§ Records provided:
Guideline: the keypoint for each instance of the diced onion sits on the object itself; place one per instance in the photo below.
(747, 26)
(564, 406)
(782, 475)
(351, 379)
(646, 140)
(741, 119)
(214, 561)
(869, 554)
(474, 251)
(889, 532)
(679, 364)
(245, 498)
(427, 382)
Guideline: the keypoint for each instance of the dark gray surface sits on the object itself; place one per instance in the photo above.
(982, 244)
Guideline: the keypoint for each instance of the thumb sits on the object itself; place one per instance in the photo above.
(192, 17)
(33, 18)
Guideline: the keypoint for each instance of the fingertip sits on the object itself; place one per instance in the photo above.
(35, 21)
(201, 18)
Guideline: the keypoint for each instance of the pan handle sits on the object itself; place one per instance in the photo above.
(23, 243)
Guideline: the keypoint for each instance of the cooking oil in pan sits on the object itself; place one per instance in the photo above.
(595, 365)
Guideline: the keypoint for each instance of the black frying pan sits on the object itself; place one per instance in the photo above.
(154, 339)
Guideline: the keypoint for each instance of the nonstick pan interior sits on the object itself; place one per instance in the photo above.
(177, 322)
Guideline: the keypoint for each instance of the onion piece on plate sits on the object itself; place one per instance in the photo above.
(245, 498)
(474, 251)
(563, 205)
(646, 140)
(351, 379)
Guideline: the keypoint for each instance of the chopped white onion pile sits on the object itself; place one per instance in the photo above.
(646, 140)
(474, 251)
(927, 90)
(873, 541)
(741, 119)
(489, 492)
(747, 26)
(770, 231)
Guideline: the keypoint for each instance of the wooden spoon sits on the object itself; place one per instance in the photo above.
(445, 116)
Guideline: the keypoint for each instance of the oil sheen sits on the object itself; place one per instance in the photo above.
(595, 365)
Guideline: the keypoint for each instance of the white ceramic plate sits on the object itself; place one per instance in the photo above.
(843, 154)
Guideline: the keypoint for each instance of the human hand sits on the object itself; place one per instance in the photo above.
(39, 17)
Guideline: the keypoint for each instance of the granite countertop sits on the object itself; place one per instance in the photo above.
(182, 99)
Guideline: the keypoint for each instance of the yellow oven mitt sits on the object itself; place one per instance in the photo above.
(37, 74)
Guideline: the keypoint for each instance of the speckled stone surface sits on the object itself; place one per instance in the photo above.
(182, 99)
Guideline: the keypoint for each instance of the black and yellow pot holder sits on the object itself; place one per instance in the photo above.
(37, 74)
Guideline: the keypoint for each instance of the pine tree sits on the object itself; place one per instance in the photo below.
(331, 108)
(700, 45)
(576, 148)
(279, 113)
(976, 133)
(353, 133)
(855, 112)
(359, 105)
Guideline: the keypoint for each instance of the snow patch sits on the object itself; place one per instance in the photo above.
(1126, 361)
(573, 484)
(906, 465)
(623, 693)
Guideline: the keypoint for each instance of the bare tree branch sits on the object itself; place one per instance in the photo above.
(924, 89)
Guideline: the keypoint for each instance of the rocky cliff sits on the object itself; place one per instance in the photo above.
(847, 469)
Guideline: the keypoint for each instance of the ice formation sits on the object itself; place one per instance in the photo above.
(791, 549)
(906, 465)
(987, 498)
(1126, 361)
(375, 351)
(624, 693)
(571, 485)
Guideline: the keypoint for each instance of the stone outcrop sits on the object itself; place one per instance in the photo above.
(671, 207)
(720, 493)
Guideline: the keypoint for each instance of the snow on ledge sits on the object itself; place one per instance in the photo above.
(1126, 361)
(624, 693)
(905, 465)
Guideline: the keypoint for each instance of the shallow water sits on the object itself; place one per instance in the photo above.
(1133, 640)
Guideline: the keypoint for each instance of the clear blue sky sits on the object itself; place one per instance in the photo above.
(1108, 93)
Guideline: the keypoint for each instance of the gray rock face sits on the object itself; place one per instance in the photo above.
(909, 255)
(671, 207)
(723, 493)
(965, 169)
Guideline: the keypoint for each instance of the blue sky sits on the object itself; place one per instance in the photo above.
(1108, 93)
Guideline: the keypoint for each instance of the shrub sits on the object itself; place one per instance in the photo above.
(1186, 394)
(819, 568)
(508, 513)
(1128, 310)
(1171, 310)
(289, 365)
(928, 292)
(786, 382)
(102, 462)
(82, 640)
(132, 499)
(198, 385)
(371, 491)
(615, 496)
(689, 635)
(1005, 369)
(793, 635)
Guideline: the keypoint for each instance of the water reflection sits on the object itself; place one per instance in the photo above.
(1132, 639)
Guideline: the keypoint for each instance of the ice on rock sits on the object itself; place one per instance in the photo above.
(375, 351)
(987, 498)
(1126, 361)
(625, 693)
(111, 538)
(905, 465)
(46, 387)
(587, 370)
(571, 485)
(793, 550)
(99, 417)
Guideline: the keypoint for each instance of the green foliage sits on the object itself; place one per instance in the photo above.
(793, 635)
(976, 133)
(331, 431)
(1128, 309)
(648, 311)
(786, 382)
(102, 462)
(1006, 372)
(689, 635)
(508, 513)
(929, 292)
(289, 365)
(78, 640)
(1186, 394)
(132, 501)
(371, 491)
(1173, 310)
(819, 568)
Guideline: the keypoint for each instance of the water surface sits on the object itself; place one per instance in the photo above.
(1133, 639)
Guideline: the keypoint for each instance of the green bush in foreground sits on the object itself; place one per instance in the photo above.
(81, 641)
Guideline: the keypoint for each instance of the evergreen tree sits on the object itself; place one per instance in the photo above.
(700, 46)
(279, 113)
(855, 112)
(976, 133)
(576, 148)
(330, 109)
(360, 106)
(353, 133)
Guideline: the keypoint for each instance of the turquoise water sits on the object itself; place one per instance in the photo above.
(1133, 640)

==

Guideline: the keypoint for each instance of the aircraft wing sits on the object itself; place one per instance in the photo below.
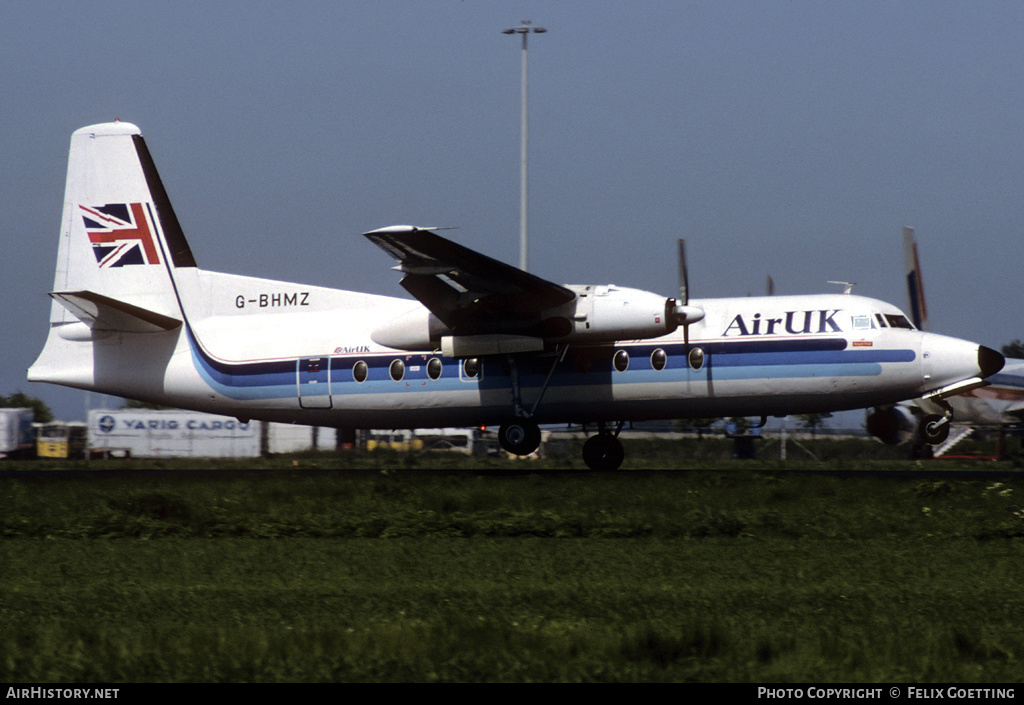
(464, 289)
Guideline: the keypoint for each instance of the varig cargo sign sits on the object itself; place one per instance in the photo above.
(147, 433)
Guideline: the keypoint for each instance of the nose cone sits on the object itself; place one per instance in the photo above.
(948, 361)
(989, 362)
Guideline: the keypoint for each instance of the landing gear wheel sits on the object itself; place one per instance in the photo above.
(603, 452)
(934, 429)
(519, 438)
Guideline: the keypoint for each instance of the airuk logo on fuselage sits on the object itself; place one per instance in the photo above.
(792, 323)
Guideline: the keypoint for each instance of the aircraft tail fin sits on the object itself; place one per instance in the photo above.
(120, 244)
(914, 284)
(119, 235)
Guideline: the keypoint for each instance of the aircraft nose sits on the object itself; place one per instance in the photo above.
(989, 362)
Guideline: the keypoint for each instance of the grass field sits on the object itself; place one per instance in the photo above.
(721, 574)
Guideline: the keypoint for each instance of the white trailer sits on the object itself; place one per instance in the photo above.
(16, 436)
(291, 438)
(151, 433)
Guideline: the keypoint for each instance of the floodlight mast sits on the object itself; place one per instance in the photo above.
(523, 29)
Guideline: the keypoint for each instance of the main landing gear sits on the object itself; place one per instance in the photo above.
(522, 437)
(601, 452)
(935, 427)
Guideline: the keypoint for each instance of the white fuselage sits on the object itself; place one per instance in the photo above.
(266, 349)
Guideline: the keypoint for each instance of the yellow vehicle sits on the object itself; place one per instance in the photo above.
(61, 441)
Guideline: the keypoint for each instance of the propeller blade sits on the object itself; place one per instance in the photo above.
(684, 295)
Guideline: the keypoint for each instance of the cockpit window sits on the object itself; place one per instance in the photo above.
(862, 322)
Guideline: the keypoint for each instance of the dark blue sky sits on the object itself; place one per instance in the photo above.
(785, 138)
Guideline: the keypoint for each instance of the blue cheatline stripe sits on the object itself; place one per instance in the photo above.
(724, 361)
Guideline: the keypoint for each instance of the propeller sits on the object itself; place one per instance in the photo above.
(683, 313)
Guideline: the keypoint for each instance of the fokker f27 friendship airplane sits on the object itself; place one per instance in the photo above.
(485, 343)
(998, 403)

§ What needs to be done: From the material above, pick out and copy every line that contains the string "black", treating uppercase and lowercase as different.

§ Exercise response:
Guideline: the keypoint for each instance of the black frying pan sits on the object itself; place one per instance in the photo above.
Guideline: the keypoint for each instance of the black and yellow pot holder sits on the object itself; place one per instance in the photo above.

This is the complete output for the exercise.